#### Exercise directions
Extend the plot summary below about Utah and the Ex-Presidents gang, picking up right after its final sentence.

#### Text provided
Watching Bodhi's group surfing, Utah begins to suspect that they are the Ex-Presidents, noting how close a group they are and the way one of them moons other surfers in the same manner one of the robbers does when leaving a bank. Utah and Pappas stake out a bank and the Ex-Presidents appear. While wearing a Reagan mask, Bodhi leads Utah on a foot chase through the neighborhood, which ends when Utah's old knee injury flares up after jumping into a flood control channel. Despite still having a clear shot, the injured Utah is unwilling to kill Bodhi and allows him to escape, repeatedly shooting into the air instead.

At a campfire that night, it is confirmed that Bodhi and his gang are the Ex-Presidents. Tyler discovers Utah's FBI badge and angrily terminates their relationship after briefly holding him at gunpoint. Shortly afterwards, Bodhi coerces Utah into skydiving with the group. After the jump, Bodhi reveals that he knows Utah is an FBI agent and has arranged for his friend Rosie, a non-surfing thug, to hold Tyler hostage. Utah is blackmailed into participating in the Ex-Presidents' last bank robbery of the summer. As a result, Grommet is killed, along with an off-duty cop and a bank guard who attempt to foil the robbery. Outraged by Grommet's death, Bodhi knocks out Utah and leaves the scene.

#### Data section
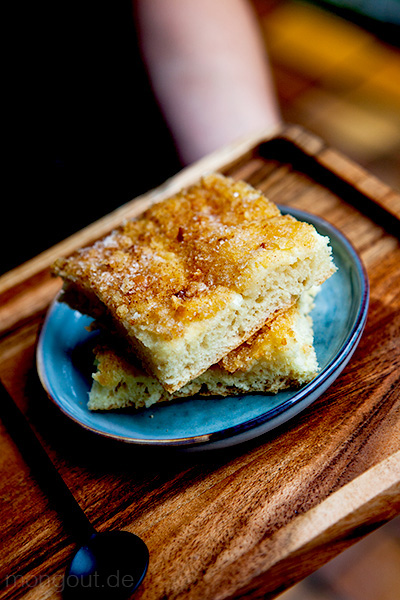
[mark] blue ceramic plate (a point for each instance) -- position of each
(339, 317)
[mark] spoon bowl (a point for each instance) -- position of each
(112, 564)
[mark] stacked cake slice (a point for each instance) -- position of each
(206, 292)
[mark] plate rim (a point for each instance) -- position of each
(231, 432)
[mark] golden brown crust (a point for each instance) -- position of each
(180, 260)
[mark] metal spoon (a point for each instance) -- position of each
(110, 564)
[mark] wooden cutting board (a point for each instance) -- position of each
(252, 520)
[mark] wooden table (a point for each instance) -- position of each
(252, 520)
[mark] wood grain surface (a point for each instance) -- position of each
(250, 521)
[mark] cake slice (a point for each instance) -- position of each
(196, 275)
(279, 356)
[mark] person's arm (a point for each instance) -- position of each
(209, 70)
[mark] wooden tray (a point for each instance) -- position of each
(252, 520)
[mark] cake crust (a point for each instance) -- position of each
(196, 275)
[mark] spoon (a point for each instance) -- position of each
(109, 564)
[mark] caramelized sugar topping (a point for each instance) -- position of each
(183, 258)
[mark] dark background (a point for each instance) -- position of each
(85, 134)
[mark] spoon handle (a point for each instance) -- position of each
(43, 469)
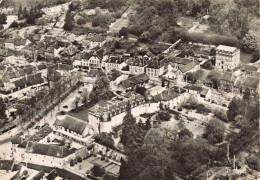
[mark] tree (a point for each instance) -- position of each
(30, 19)
(20, 13)
(105, 139)
(214, 77)
(214, 131)
(128, 127)
(2, 109)
(123, 32)
(163, 116)
(256, 56)
(249, 43)
(97, 170)
(96, 22)
(68, 21)
(185, 132)
(3, 18)
(81, 21)
(1, 27)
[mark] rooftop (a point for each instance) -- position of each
(73, 124)
(226, 48)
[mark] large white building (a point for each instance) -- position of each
(227, 57)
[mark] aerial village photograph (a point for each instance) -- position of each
(129, 89)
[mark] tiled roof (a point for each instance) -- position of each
(34, 79)
(251, 82)
(226, 48)
(115, 59)
(139, 62)
(20, 82)
(154, 64)
(134, 80)
(165, 95)
(100, 53)
(98, 38)
(181, 61)
(19, 42)
(246, 67)
(2, 41)
(3, 52)
(39, 175)
(72, 124)
(188, 67)
(65, 67)
(194, 88)
(48, 150)
(228, 76)
(6, 164)
(113, 75)
(95, 73)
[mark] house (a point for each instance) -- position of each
(200, 92)
(113, 62)
(227, 81)
(132, 82)
(188, 68)
(107, 114)
(95, 60)
(249, 69)
(74, 128)
(97, 40)
(9, 43)
(247, 82)
(169, 98)
(81, 60)
(3, 53)
(154, 69)
(138, 65)
(227, 57)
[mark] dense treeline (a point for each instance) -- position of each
(210, 39)
(29, 3)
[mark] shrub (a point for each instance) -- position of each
(81, 21)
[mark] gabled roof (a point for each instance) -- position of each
(73, 124)
(100, 53)
(154, 64)
(228, 76)
(48, 150)
(3, 52)
(139, 62)
(6, 164)
(188, 67)
(65, 67)
(165, 95)
(194, 88)
(2, 41)
(226, 48)
(134, 80)
(251, 82)
(246, 67)
(179, 60)
(39, 175)
(98, 38)
(95, 73)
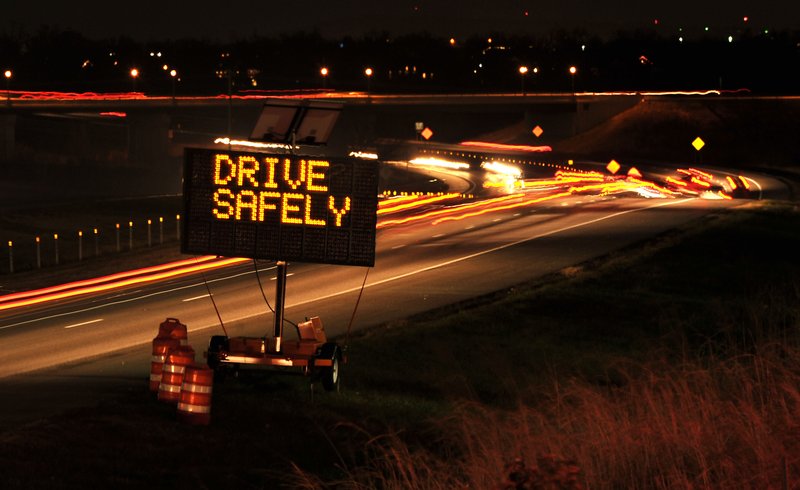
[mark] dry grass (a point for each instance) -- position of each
(731, 424)
(721, 417)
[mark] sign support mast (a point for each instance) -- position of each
(280, 284)
(280, 296)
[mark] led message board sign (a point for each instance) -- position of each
(293, 208)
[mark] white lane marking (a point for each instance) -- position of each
(84, 323)
(377, 283)
(276, 277)
(195, 298)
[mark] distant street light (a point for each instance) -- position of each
(572, 71)
(324, 72)
(134, 76)
(523, 70)
(173, 74)
(368, 72)
(8, 74)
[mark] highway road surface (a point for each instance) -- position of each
(72, 352)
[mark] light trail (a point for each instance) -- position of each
(403, 206)
(445, 211)
(83, 323)
(101, 286)
(104, 279)
(500, 146)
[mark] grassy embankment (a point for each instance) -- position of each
(670, 365)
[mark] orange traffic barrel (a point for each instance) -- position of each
(194, 406)
(172, 328)
(161, 347)
(169, 389)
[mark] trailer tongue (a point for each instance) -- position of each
(310, 355)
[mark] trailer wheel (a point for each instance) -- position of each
(330, 375)
(217, 344)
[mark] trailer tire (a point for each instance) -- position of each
(330, 375)
(217, 344)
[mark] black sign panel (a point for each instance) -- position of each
(293, 208)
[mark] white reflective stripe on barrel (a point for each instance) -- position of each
(170, 388)
(188, 407)
(193, 388)
(174, 368)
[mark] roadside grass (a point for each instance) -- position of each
(671, 364)
(676, 365)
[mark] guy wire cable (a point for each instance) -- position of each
(212, 300)
(355, 308)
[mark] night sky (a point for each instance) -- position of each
(225, 20)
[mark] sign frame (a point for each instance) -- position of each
(279, 206)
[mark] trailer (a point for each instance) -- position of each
(311, 355)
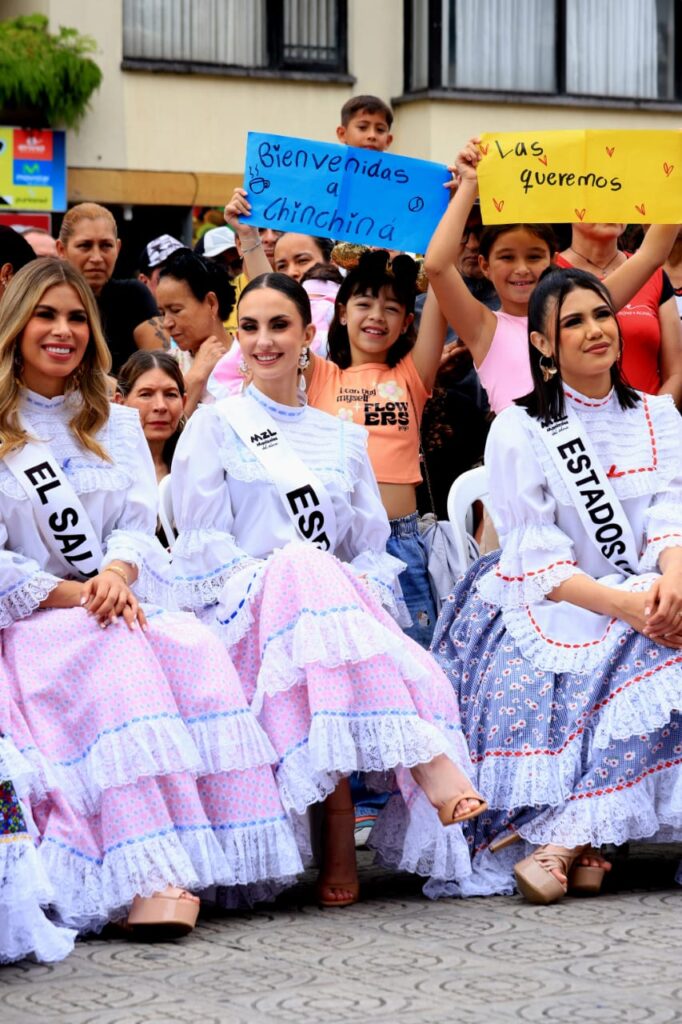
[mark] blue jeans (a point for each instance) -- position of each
(406, 544)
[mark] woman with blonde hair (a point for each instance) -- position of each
(89, 241)
(125, 731)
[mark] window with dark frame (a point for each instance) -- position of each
(609, 49)
(231, 35)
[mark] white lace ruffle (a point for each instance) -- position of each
(554, 657)
(334, 449)
(341, 636)
(339, 744)
(217, 557)
(26, 597)
(512, 583)
(530, 780)
(638, 812)
(623, 437)
(85, 471)
(25, 931)
(139, 749)
(641, 708)
(17, 769)
(230, 742)
(90, 893)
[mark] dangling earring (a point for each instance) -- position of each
(303, 363)
(548, 369)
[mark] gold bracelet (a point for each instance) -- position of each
(119, 571)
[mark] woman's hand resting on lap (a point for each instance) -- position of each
(107, 597)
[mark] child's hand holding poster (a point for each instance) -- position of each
(591, 176)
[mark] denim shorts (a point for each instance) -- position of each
(406, 543)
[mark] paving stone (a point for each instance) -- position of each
(394, 958)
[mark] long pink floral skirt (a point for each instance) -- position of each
(338, 687)
(147, 766)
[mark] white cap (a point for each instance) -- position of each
(217, 241)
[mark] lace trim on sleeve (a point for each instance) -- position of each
(23, 599)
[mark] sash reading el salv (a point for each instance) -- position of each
(61, 520)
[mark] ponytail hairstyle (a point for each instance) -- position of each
(89, 380)
(288, 287)
(202, 275)
(546, 401)
(374, 271)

#### Result below
Defying their superior, who arrests Utah for the armed robbery, Pappas and Utah head to the airport where Bodhi, Roach, and Nathaniel are about to leave for Mexico. During a shootout, Pappas and Nathaniel are killed and Roach is seriously wounded. With Roach aboard, Bodhi forces Utah onto the plane at gunpoint. Once airborne and over their intended drop zone, Bodhi and Roach put on their parachutes and jump from the plane, leaving Utah to take the blame. With no other parachutes available, Utah jumps from the plane with Bodhi's gun and intercepts him. After landing safely, Utah's knee gives out again, allowing Bodhi to escape Utah's grasp. Bodhi meets with Rosie and releases Tyler. Roach dies of his wounds, and Bodhi and Rosie leave with the money, with Tyler and Johnny watching on.

Nine months later, Utah tracks Bodhi to Bells Beach in Victoria, Australia where a record storm is producing lethal waves. This is an event Bodhi had talked about experiencing, calling it the "50-Year Storm". Utah attempts to bring Bodhi into custody, but Bodhi refuses. During a brawl in the surf, Utah manages to handcuff himself to Bodhi, who begs Utah to release him so he can ride the once-in-a-lifetime wave. Knowing Bodhi will not come back alive, Utah releases him, bids him farewell, and sees him step towards the wave. While the authorities watch Bodhi surf to his death, Utah walks away, throwing his FBI badge into the ocean.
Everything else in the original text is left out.